----- TRECHO PARA LEITURA -----

O projeto é uma live mensal realizada pelo Escritório de Direitos Humanos e Assessoria Jurídica Popular Frei Tito de Alencar (EFTA), órgão da Assembleia Legislativa do Ceará, que convida pessoas de diferentes áreas para uma conversa sobre direitos humanos. A live segue disponível no perfil do EFTA no Instagram.
MARCO TEMPORAL E RESISTÊNCIA
O mediador da live, o advogado Péricles Moreira, do EFTA, pontuou a importância da discussão sobre a gestão dos territórios pelos povos indígenas em um contexto de avanço do desmatamento e crimes contra esses espaços.
“Vemos uma normalização da negação da identidade dos povos, negação da existência dos povos até mesmo como justificativa para os processos de destruição”, comentou, indicando a relevância do debate sobre o marco temporal, “que interfere no processo de demarcação e interfere, inclusive, na existência dos povos indígenas”.
Alessandra Korap afirmou que o marco temporal – projeto que está em julgamento no Supremo Tribunal Federal (STF) – é um crime, um absurdo contra os povos indígenas e o Brasil. “Como eles querem negar nossa identidade, nossa resistência, limitar tudo isso ao dia 5 de outubro de 1988?”, questionou. Para ela, “quem está querendo legalizar, aprovar isso é o próprio destruidor, aquele povo que quer entrar dentro do nosso território, negar nossa existência”.
Alessandra citou projetos que vêm sendo aprovados e promovem a exploração e destruição de territórios e afirmou que é essencial que o povo brasileiro se informe e se junte à luta contra esses processos de destruição e contra o marco temporal, pois as consequências são para todos.
TERRITÓRIOS INDÍGENAS
“Se não existe meio ambiente não existiria também povos indígenas, se não existe povos indígenas não existiria também meio ambiente”, afirmou Alessandra Korap, reiterando a importância dos povos na preservação dos territórios e na resistência. “Se tá preservando o meio ambiente, também tá preservando os povos indígenas, que tá ali dia a dia na luta”, comentou ainda.
Ela lembrou que começou a participar mais dos movimentos de luta e resistência quando percebeu que os direitos de bem viver do seu povo estavam sendo tirados. Segundo ela, tentaram indicar que as mudanças eram parte do desenvolvimento, mas é necessário se questionar se o povo quer esse tipo de desenvolvimento de violência.
Ao observar e participar desses momentos, Alessandra afirmou que sentiu a necessidade de lutar pelos territórios, pelo povo, mesmo em um cenário desafiante para mulheres no patriarcado. Ela lembrou que lideranças como Maria Leusa Munduruku, referência no Alto Tapajós, inspiraram-na a falar e lutar, conseguindo construir seu papel dentro desse processo de resistência.
PANDEMIA E MOBILIZAÇÕES
Os impactos da pandemia de Covid-19 na vida dos povos indígenas também foi assunto abordado durante a conversa. Segundo a liderança do povo Munduruku, foram muitos desafios na tentativa de defender a população contra a doença, em um território vasto e, em muitos casos, de difícil acesso.

----- MATERIAL EXTRAÍDO -----

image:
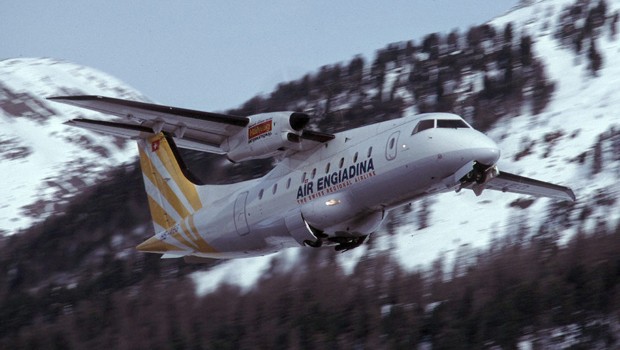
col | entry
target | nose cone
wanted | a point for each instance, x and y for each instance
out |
(155, 245)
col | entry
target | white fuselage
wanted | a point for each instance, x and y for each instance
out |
(342, 187)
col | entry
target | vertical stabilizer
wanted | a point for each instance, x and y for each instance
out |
(172, 196)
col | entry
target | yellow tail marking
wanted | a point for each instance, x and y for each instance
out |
(203, 246)
(167, 158)
(159, 214)
(162, 185)
(181, 237)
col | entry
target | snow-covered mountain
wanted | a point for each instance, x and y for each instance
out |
(44, 162)
(575, 141)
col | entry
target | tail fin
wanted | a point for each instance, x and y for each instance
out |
(172, 192)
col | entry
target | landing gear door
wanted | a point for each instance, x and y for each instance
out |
(391, 148)
(241, 222)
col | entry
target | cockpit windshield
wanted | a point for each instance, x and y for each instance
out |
(439, 123)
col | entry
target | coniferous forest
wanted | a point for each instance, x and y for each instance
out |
(74, 280)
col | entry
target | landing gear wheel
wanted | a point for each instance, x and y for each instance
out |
(314, 244)
(349, 243)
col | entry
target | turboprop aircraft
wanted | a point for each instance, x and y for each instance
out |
(325, 190)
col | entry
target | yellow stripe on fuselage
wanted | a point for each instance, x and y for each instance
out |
(162, 186)
(189, 189)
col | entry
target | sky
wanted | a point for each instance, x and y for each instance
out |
(215, 55)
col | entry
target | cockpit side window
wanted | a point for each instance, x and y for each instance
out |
(423, 125)
(451, 123)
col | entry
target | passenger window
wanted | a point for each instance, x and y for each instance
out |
(424, 125)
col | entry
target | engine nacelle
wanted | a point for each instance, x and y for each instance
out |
(267, 135)
(338, 214)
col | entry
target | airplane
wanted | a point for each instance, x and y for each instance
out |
(325, 189)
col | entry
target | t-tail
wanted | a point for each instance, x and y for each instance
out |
(173, 197)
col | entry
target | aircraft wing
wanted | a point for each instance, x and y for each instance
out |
(507, 182)
(203, 131)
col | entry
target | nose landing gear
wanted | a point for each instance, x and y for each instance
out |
(342, 243)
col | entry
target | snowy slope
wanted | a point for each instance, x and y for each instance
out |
(44, 162)
(562, 140)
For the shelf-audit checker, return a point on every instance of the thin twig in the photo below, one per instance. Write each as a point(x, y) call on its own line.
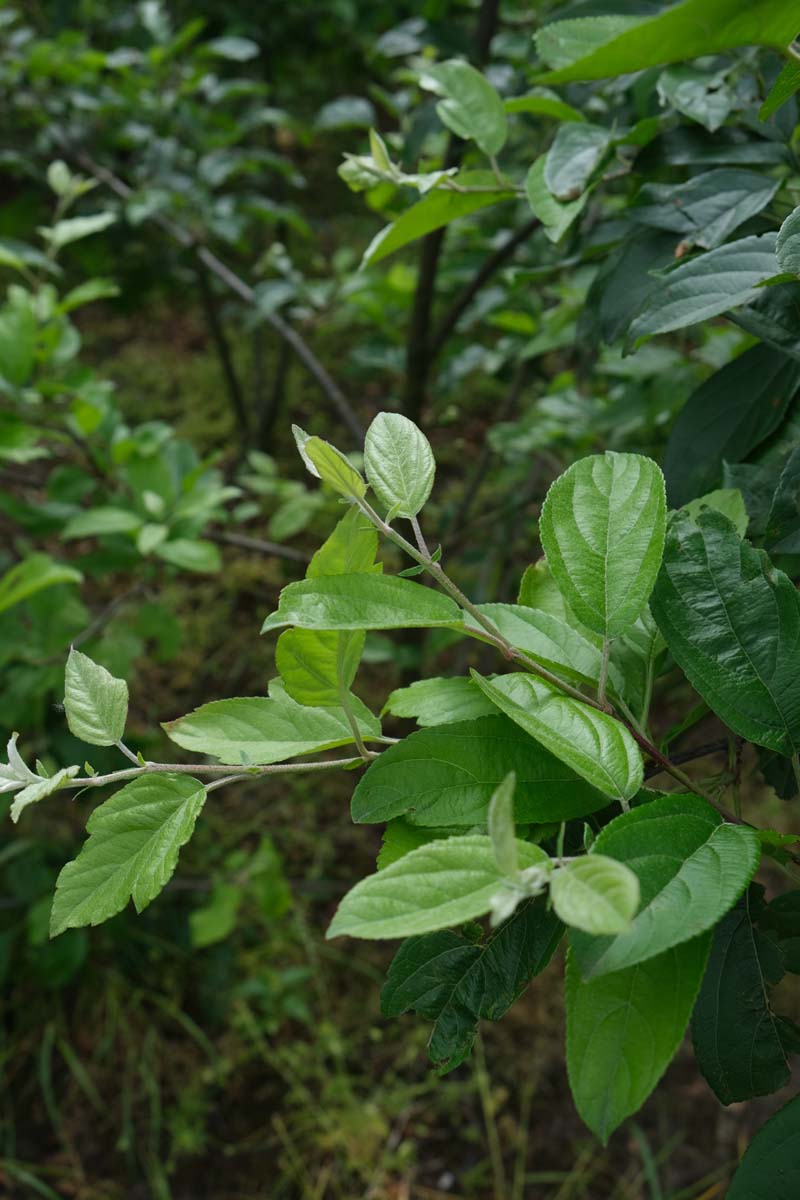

-----

Substitua "patriarcado" por "machismo" ao reescrever a parte do trecho para leitura que começa nas palavras "Ao observar e" e termina logo depois de "processo de resistência.". Os itens constituem material à parte, sem relação com o trecho para leitura.

#### [RESULTADO DO EXERCÍCIO]
Ao observar e participar desses momentos, Alessandra afirmou que sentiu a necessidade de lutar pelos territórios, pelo povo, mesmo em um cenário desafiante para mulheres no machismo. Ela lembrou que lideranças como Maria Leusa Munduruku, referência no Alto Tapajós, inspiraram-na a falar e lutar, conseguindo construir seu papel dentro desse processo de resistência.